CLEVELAND -- For many veterans, July 4 takes on a different, more solemn meaning than fireworks shows and barbecues.
Navy veteran Paul DeWalt says this Independence Day is one he'll certainly remember. He's going home after a few weeks at Louis B. Stokes Veterans Affairs Hospital, where he has been treated for lung cancer.
His plans? "Just relax and be glad to be home. Maybe get out and put a steak on the grill if I can," said DeWalt.
July 4 has always had significance, especially after he was based in Pearl Harbor in the 1950s, with the sunken USS Arizona out his window.
"Every morning I got up, you could see 3,000 people buried out there. That was quite a reminder," he said. "Most guys don't consider themselves anything but doing service for their country and that's all we thought about. And I still do today."
But other things have changed for veterans. Michael Lucas, an Army veteran who served in Vietnam, says the mood toward those in uniform has shifted.
"Thank you, you know what, we get that now. Before, when I came home, we didn't any thanks. At all. So I appreciate that now," said Lucas.
He says he hopes all Americans appreciate what a great country we call home.
"We have a lot of problems, but we do have freedoms that we have to express ourselves. Our thoughts, our opinions, we can travel where we want to go," he said.
And when you see the Stars and Stripes, "Just show appreciation for what we have," said Lucas.
= = = = = = =
## ASSIGNED TASK 1
Swap "lung cancer" for "pneumonia" and give the part of the veterans article that opens with the words containing "Navy veteran Paul" and closes with "for lung cancer.".
## ASSIGNED TASK 2
Rewrite the paragraph of the veterans article beginning "Navy veteran Paul DeWalt says" as a short bulleted list that keeps its main facts.
## ASSIGNED TASK 3
Answer these questions using the veterans article:
(a) Where was DeWalt based in the 1950s?
(b) In which branch of the military did Michael Lucas serve?
(c) At which hospital was DeWalt treated?

[Stored items]
= = = = = = =
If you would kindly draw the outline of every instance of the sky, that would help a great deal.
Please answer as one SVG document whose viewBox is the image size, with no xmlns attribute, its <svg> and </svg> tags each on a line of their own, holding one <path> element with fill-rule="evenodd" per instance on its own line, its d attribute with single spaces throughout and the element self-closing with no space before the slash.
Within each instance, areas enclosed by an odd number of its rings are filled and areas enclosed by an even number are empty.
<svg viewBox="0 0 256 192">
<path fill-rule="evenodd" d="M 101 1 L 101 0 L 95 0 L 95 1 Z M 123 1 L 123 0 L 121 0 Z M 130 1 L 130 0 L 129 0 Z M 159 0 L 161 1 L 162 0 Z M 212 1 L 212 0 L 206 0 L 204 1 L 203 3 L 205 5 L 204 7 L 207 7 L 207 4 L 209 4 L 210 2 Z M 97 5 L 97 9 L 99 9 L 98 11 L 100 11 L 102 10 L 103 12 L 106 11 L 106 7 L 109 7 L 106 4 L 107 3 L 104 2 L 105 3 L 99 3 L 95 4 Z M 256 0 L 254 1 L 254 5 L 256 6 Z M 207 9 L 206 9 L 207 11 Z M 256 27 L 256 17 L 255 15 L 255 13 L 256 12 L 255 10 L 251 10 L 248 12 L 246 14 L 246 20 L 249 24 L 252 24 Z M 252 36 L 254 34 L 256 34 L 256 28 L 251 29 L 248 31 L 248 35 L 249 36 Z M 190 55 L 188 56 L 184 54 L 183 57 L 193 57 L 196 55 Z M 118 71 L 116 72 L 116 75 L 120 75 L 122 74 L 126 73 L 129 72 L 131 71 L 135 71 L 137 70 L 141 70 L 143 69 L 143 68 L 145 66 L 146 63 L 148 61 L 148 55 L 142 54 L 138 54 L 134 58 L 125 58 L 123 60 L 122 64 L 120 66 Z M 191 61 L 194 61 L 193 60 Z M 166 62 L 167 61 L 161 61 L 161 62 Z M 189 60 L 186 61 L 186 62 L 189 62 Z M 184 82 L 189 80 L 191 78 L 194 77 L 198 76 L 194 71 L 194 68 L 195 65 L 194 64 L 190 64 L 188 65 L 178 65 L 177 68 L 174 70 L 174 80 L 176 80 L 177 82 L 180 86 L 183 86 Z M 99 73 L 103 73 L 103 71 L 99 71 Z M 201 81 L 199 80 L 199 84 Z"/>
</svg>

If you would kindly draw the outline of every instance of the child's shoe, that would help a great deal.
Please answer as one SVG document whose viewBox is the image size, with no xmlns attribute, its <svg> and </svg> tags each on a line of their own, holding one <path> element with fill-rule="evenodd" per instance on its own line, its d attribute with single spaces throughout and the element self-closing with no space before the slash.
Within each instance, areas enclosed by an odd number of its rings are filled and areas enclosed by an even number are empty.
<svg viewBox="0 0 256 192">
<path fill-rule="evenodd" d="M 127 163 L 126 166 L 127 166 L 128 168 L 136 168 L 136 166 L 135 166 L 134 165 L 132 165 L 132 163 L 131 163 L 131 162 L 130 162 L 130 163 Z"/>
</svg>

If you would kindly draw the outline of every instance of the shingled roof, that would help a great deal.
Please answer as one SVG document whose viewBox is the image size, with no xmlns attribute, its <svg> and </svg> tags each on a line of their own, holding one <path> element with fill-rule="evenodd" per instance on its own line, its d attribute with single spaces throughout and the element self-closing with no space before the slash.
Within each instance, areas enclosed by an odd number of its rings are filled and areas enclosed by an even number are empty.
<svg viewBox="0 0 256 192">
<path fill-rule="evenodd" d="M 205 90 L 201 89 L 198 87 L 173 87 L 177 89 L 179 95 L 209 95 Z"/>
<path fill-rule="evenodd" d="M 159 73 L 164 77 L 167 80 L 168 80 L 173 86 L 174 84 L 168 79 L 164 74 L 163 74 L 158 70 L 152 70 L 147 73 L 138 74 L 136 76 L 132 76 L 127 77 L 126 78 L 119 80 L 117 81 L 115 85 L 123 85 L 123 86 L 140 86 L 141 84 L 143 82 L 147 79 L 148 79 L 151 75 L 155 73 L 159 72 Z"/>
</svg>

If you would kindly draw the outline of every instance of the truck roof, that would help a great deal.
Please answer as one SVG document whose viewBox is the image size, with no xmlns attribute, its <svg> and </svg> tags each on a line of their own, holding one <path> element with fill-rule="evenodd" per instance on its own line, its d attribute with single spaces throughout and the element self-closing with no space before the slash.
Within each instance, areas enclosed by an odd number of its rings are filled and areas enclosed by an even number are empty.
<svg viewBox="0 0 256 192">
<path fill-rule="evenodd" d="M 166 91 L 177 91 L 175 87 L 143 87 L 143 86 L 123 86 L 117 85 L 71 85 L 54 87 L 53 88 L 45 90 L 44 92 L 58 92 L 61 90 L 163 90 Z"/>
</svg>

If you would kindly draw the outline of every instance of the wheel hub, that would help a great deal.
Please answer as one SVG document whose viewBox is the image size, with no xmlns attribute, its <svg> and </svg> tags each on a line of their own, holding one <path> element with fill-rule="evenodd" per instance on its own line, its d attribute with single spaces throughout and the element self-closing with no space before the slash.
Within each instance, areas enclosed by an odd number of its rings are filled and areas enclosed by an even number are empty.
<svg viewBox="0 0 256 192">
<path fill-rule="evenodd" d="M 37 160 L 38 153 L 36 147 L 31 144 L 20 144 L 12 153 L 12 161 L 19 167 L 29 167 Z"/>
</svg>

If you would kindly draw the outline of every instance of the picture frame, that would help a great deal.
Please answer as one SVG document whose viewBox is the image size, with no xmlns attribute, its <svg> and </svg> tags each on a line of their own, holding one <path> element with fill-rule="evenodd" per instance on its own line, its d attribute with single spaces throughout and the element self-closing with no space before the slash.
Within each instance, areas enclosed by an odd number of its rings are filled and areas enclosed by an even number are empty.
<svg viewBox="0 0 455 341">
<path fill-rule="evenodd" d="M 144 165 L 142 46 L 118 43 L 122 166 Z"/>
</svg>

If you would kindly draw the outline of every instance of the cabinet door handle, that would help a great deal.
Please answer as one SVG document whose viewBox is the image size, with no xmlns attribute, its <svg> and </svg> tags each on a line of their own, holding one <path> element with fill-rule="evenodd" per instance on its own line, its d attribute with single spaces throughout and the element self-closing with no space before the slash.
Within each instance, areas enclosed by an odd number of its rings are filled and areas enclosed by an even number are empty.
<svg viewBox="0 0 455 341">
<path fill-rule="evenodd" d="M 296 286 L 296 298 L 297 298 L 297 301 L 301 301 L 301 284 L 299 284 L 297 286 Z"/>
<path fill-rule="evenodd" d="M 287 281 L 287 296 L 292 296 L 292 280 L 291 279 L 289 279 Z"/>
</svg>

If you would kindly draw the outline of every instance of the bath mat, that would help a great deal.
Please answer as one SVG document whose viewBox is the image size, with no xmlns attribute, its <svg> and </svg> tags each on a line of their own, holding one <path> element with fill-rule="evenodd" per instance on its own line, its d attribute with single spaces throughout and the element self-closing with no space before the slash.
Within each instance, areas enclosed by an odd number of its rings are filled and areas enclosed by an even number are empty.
= = = = = = =
## TASK OUTPUT 1
Navy veteran Paul DeWalt says this Independence Day is one he'll certainly remember. He's going home after a few weeks at Louis B. Stokes Veterans Affairs Hospital, where he has been treated for pneumonia.

## TASK OUTPUT 2
- Paul DeWalt is a Navy veteran.
- He says he will certainly remember this Independence Day.
- He is going home after a few weeks at Louis B. Stokes Veterans Affairs Hospital.
- He was treated there for lung cancer.

## TASK OUTPUT 3
(a) Pearl Harbor
(b) The Army
(c) Louis B. Stokes Veterans Affairs Hospital